▶ _Saved entries_:
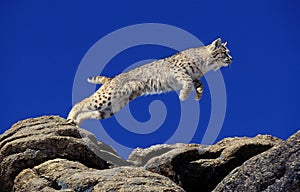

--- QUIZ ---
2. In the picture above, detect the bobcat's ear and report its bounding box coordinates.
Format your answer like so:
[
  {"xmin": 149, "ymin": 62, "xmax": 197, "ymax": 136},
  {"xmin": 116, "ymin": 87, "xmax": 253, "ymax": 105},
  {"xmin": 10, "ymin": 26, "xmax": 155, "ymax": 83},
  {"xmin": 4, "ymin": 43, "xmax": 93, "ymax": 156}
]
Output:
[
  {"xmin": 212, "ymin": 38, "xmax": 222, "ymax": 47},
  {"xmin": 208, "ymin": 38, "xmax": 222, "ymax": 51}
]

▶ _WHAT YOU HAVE TO DO_: The records shown above are to be repeated exactly, with the pictures left out.

▶ _ANSWER FOR THIS EXERCISE_:
--- QUIZ ---
2. In the picture above, detect the bobcat's ear and report its bounding box coordinates.
Format your answer like so:
[
  {"xmin": 149, "ymin": 62, "xmax": 197, "ymax": 136},
  {"xmin": 116, "ymin": 87, "xmax": 253, "ymax": 105},
  {"xmin": 10, "ymin": 26, "xmax": 155, "ymax": 83},
  {"xmin": 4, "ymin": 43, "xmax": 93, "ymax": 156}
]
Output:
[
  {"xmin": 212, "ymin": 38, "xmax": 222, "ymax": 47},
  {"xmin": 208, "ymin": 38, "xmax": 222, "ymax": 51}
]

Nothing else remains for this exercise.